--- TEXTO DEL EJERCICIO ---

Menos grandiosidad pero iguales trazas barrocas presenta el altar donde se rinde culto a la Virgen del Carmen que protagoniza esta entrada, un altar labrado junto al muro que selló los arcos aparecidos tras la demolición de una de las 3 naves que conformaban el templo para abrir la actual calle Bilbao, arcos aún visibles desde el exterior.

No se ponen de acuerdo los autores a la hora de atribuir la autoría de la imagen, que para algunos pertenece al círculo de Astorga, de cuya gubia salió su “vecinaVirgen de la Soledad; mientras que para otros es anterior, posiblemente del siglo XVIII, coetánea de la Inmaculada que ocupa su otro flanco. Más antiguo parece ser el Niño Jesús, que posiblemente estuvo antes en brazos de otra talla desaparecida dentro de ese túnel oscuro que es muchas veces la historia.


Donde no cabe duda es en la procedencia de esta Virgen del Carmen, que al parecer se encontraba en una pequeña capilla aledaña al Postigo del Aceite, capilla de la que ya no queda ni rastro, ni siquiera una vaga referencia donde situarla. O al menos yo no la he encontrado.

Se encargaba de rendirle culto una humilde cofradía formada por los hortelanos y pescadores que se ganaban la vida en el mercadillo de diario improvisado desde hacía siglos entre las calles Almirantazgo (antigua plaza de San Andrés) y el ensanche donde se encontraban Dos de Mayo y Arfe; una cofradía que al parecer llegaba a un nivel tal de austeridad que para sufragar sus funciones no tenían mas remedio que rifar las verduras, hortalizas y pescados de sus puestecillos.

Por ese motivo la voz popular, siempre tan predispuesta a la guasa por estos lares, pasó a llamarla “Virgen de la Batata”, tubérculo al parecer erigido en la estrella de estos sorteos comestibles.


Mercadillo del Postigo en 1896, imagen del blog Azahares de Recuerdo


Se celebraba este mercadillo del Postigo al aire libre, como tantos otros que desde la misma Reconquista ocupaban las calles y plazoletas de la ciudad, algunos de los cuales como el de la Alfalfa o El Jueves han llegado casi hasta nuestros días.

Entre el bullicio y la algarabía, en el caos organizado de tenderetes y puestos, bajo el griterío de los pregones o las preguntas de los curiosos, tanto la Pura y Limpia como, posiblemente extramuros, la Virgen del Carmen, veían como ante sus capillas se postraban los pescadores antes de aventurarse en las todavía incontroladas aguas del Guadalquivir en busca de albures y barbos; o los hortelanos que desde la Puerta de Jerez llegaban para vender a la gente del Arenal los frutos de sus terruños; o los trabajadores de la Fábrica de Artillería, o el personal del Colegio de San Miguel, o los maleantes que entre el gentío buscaban el anonimato para cometer sus fechorías.

---

PREGUNTAS DE ESTUDIO:
(1) Enumera los grupos de personas que, según el último párrafo del texto sobre la Virgen del Carmen, se postraban ante las capillas.
(2) Responde con datos del texto sobre la Virgen del Carmen:
(a) ¿Qué calle se abrió tras demoler una de las naves del templo?
(b) ¿Qué tubérculo dio a la imagen su nombre popular?
(c) ¿Qué peces buscaban los pescadores en el Guadalquivir?
(3) Escribe una continuación del texto sobre la Virgen del Carmen a partir de su última oración.

--- DATOS SIGUIENTES ---

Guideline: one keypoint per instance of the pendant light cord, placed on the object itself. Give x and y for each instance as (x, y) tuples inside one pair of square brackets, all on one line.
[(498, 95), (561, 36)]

---

RESULTADOS ESPERADOS:
(1)
- Los pescadores
- Los hortelanos que llegaban desde la Puerta de Jerez
- Los trabajadores de la Fábrica de Artillería
- El personal del Colegio de San Miguel
- Los maleantes

(2)
(a) La calle Bilbao.
(b) La batata.
(c) Albures y barbos.

(3)
Veían, en definitiva, como la vida pasaba bajo este viejo Arco que a finales del siglo XIX era, junto al de la Macarena, el único que permanecía en pie de la Sevilla que muchos consideraban eterna.

Tampoco duraría mucho más este mercadillo, ya que por motivos de higiene y de paso para controlar un poco el género y la venta, en 1927 se levantaba en la confluencia de Arfe con Dos de Mayo el Mercado del Postigo según proyecto de Juan Talavera, espacio actualmente destinado a la venta de productos de artesanía y manualidades.

Antes había desaparecido la capillita de la Virgen del Carmen. Seguramente las rifas serían insuficientes y las penurias económicas se convertirían en un obstáculo insalvable para la austera cofradía, que desaparecía en las postrimerías del siglo XIX sin apenas dejar huella alguna.

La Virgen de la Batata se traslada al convento de San Buenaventura, donde encuentra acomodo en uno de los altares labrados en el lado del Evangelio, que como se dijo anteriormente no era sino el muro que cerraba el hueco dejado tras la demolición de una de las naves laterales del templo.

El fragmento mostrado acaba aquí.